• **EXERCISE DESCRIPTION**:
Below you will find a set of lines. Repeat them all exactly.

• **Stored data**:
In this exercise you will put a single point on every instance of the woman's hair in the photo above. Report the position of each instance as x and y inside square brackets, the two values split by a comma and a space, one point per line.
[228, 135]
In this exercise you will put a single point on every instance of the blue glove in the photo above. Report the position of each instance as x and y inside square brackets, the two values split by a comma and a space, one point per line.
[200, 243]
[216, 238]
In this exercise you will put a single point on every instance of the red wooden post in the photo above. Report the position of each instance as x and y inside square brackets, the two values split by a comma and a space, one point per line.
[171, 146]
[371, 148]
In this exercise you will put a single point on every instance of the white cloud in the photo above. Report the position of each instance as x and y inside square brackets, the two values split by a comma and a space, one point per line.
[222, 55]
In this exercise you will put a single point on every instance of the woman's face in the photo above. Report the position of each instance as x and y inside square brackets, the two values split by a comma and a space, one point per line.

• **COMPLETE OUTPUT**:
In this exercise you will put a single point on every instance of the woman's hair in the photo above. Report the position of each instance as x and y inside square brackets, the two values split by a comma and a space, one point per line.
[228, 135]
In this exercise you will put a single point on every instance of the blue glove in the photo above. Report the position of each instance as x and y inside square brackets, the two values split by a comma and a space, one point per line.
[200, 243]
[216, 238]
In this exercise you will put a single point on every instance of the red wooden post in the photo above. Report the position of each instance as x and y inside square brackets, the two values split by a comma and a space, one point per line.
[171, 146]
[371, 148]
In this exercise you will put a single point on every instance of the white cloud in the photo above. Report the position of each instance as x and y inside square brackets, the two values split by a comma and a space, one point per line.
[222, 55]
In this exercise you will put a single point on every instance of the woman's face in the photo above. Report the position of each instance as x and y inside square brackets, the two values split by a comma and a space, one point per line.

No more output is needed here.